Transcribe the entries that follow, word for word.
START
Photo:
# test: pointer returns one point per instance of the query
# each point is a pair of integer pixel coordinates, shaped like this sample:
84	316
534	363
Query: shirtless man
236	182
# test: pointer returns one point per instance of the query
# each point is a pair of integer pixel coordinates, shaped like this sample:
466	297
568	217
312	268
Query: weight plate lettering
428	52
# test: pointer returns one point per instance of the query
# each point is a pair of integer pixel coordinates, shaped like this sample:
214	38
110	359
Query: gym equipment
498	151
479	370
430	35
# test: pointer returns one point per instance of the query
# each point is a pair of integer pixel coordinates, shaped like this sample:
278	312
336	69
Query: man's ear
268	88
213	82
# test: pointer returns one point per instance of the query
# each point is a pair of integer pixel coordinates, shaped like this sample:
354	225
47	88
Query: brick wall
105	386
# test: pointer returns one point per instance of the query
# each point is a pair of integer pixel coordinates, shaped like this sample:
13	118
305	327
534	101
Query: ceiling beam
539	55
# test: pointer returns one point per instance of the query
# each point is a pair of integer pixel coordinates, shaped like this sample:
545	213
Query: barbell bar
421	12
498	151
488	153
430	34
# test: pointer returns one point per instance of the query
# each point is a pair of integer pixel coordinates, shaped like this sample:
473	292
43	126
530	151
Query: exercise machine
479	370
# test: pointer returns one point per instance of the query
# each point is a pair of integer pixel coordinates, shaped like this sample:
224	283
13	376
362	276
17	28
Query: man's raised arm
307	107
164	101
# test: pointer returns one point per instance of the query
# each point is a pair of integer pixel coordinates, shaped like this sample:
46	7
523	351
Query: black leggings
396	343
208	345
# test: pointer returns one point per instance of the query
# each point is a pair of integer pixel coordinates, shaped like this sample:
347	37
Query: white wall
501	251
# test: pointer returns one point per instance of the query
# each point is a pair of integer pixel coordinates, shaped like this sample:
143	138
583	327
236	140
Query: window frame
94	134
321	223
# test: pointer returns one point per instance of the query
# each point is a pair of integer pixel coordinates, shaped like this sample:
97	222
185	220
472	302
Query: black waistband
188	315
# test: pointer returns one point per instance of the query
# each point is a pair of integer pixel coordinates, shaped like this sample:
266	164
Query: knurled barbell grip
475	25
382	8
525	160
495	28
END
## EXERCISE SOLUTION
Photo:
# test: pointer returns one point per instance of the query
# each point is a pair of integer pixel coordinates, shaped like this sample:
84	316
534	363
Query: shirtless man
236	182
# test: pointer returns one point per instance of the query
# each point is a pair of integer pixel coordinates, shaped like this sample:
466	297
568	217
312	268
Query: weight plate lettering
428	52
# test: pointer returns one point per instance of the query
# each point is a pair of integer pixel coordinates, shaped like this sample:
214	38
110	359
Query: gym equipment
498	151
479	370
430	35
# test: pointer returns one point per instance of the query
# each point is a pair of integer pixel coordinates, shaped like this sample:
278	312
336	69
Query: man's ear
268	88
213	82
# test: pointer returns one point per instance of the query
# each point is a pair of integer pixel coordinates, shaped like this sample:
354	225
47	88
Query: brick wall
105	386
# test: pointer returns one point per instance of the query
# each point is a pair of integer pixel coordinates, shaped like this sample:
13	118
305	327
534	101
Query: ceiling beam
539	55
# test: pointer returns one point per instance of the query
# each point is a pair of integer pixel coordinates, shaped like this sample:
545	213
Query: barbell bar
421	12
498	151
488	153
430	34
# test: pointer returns one point per instance of the query
# each point is a pair of integer pixel coordinates, shaped like this sample:
473	292
43	126
530	151
Query: exercise machine
479	370
# test: pointer returns one point per instance of the query
# each point is a pair of integer pixel coordinates, shaped like this sample:
224	283
13	376
362	276
17	28
Query: man's raised arm
307	107
164	101
# test: pointer returns one point per instance of the query
# each point is a pair of integer pixel coordinates, shaped like this sample:
46	7
523	351
Query: black leggings
396	343
208	345
# test: pointer returns one point per instance of the query
# each point is a pair of integer pixel coordinates, shaped like this sample:
347	37
Query: white wall
501	251
# test: pointer returns one point per instance of the query
# each point is a pair of integer pixel coordinates, shaped like this sample:
143	138
583	327
236	140
Query: window frame
94	134
321	223
# test: pointer returns one point per instance of the query
# each point is a pair of integer pixel coordinates, shaped like this sample:
97	222
185	220
472	302
Query: black waistband
188	315
# test: pointer returns one point per instance of the query
# each point is a pair of integer pixel coordinates, shaped like this sample:
266	164
Query: knurled barbell grip
475	25
382	8
525	160
495	28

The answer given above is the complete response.